Excerpts from location labeling data
□ □ □ □
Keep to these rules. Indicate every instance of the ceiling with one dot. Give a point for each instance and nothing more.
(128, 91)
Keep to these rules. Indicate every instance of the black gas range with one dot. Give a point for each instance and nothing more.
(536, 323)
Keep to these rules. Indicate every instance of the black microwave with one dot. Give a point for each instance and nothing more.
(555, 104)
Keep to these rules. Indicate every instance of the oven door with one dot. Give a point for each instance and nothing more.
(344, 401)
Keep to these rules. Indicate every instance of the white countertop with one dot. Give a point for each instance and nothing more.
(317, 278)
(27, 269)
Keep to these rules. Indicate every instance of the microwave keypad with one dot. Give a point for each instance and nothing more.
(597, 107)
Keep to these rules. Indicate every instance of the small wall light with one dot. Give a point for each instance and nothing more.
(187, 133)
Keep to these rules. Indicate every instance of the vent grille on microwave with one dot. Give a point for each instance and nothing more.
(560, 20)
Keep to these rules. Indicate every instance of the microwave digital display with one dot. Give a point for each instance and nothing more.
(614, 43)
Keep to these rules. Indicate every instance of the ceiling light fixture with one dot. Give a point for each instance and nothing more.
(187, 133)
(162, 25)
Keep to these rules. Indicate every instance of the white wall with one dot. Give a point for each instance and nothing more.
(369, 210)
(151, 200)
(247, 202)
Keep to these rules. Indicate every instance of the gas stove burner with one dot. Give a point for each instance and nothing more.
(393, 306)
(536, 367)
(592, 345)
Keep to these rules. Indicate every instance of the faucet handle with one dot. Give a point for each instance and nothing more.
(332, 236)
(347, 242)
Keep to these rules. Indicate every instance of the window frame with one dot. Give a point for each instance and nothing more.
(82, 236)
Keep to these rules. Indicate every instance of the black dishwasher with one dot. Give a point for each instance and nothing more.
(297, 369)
□ □ □ □
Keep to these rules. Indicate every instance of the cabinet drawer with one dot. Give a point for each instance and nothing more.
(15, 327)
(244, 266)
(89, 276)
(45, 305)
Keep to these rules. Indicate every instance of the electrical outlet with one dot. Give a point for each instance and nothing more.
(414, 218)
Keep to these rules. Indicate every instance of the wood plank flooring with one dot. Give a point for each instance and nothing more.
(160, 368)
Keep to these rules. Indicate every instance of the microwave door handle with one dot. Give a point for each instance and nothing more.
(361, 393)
□ □ □ □
• **WHAT YOU SHOULD DO**: Pull out every line of the listing above that contains the word "black", treating case as significant.

• **RESPONSE BELOW**:
Keep to these rules. Indicate every instance of the black gas range with one dot. Give a point for each instance and nothing more.
Keep to these rules. Indicate every instance of the black microwave with one dot. Give a point for each instance and nothing more.
Keep to these rules. Indicate every instance of the black dishwasher with one dot. Give a point for each instance and nothing more.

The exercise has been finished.